**Testo di riferimento**:
_ _ _ _ _ _ _
Quattro passi tra ragione ed emozione


Nella nostra esperienza quotidiana l’emotività determina, a buon diritto e ben amministrata, i processi di scelta. Le decisioni che prendiamo, anche quando sono rilevanti e riguardano aspetti che mobilitano affetti ed emozioni (per esempio nell’educazione dei figli) non sono infatti basate né esclusivamente né prioritariamente sulla razionalità.

In realtà, siamo davvero padroni delle situazioni quando riusciamo a bilanciare dimensione emotiva e analisi razionale.

In ambito professionale tuttavia, e in particolare in quello medico, le emozioni sono bandite, sulla base del presupposto sottinteso che la partecipazione emotiva inficerebbe scelte razionalmente fondate. Le emozioni andrebbero quindi tenute a bada, imbrigliate dalla mano sicura della razionalità, quasi si temesse che, aprendo un varco di legittimità, prendano il sopravvento privandoci della capacità di assumere decisioni corrette: una singolare irruzione del pensiero magico, come se bastasse ignorarle o negarle per depurare i nostri comportamenti dalla loro interferenza.

Colpisce in particolare che i professionisti sanitari, esposti giornalmente alla sofferenza fisica e morale, non abbiano un supporto, né formativo né psicologico, che collabori a un confronto equilibrato con le inevitabili reazioni che tale esposizione suscita naturalmente nella persona. Ciò va in direzione contraria alla costruzione di quel rapporto empatico fra medico e paziente che pur si riconosce come elemento fondamentale del percorso di cura. Questa vistosa mancanza conferma gli operatori del settore nell’ortodossia scientista della prassi medica, relegando nella semiclandestinità della sfera privata la gestione della relazione umana e delle sue implicazioni emotive. Il burnout rappresenta la risposta più a portata di mano, ma non certo la più proficua.
_ _ _ _ _ _ _
**Compiti da svolgere**:
1. Ricopi fedelmente dal testo su ragione ed emozione il passo che comincia con le parole "Quattro passi tra" e si chiude dopo "prioritariamente sulla razionalità.".
2. Prosegua il testo su ragione ed emozione dal punto in cui si interrompe.

**Dati registrati**:
_ _ _ _ _ _ _
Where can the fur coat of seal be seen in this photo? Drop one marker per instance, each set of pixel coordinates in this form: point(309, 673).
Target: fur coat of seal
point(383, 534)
_ _ _ _ _ _ _
**Risposte ai compiti**:
1.
Quattro passi tra ragione ed emozione


Nella nostra esperienza quotidiana l’emotività determina, a buon diritto e ben amministrata, i processi di scelta. Le decisioni che prendiamo, anche quando sono rilevanti e riguardano aspetti che mobilitano affetti ed emozioni (per esempio nell’educazione dei figli) non sono infatti basate né esclusivamente né prioritariamente sulla razionalità.

2.
Il nostro simposio del 2019 si è posto come un contributo per un approccio razionale agli aspetti emotivi e allo sforzo di ricondurli all’interno della cornice professionale del sapere medico (e della prassi che ne discende) che a dispetto della deriva materialista trova la sua collocazione naturale nelle humanities.

Ne abbiamo parlato il 17 aprile in compagnia di Paola Arcadi, infermiera e docente, e di Andrea Buzzi. La mattinata di lavori si è conclusa con la lettura, dalla voce di Alessandro Marchello, di un’intensa testimonianza arrivata dalla nostra attività quotidiana che ha rappresentato la complessa e delicata trama emotiva su cui si intesse la vita di chi si confronta con l’emofilia dovendo in ogni minuto della sua giornata trovare la misura aurea fra l’ascolto delle emozioni e la necessità, talvolta l’impellenza di scelte e decisioni.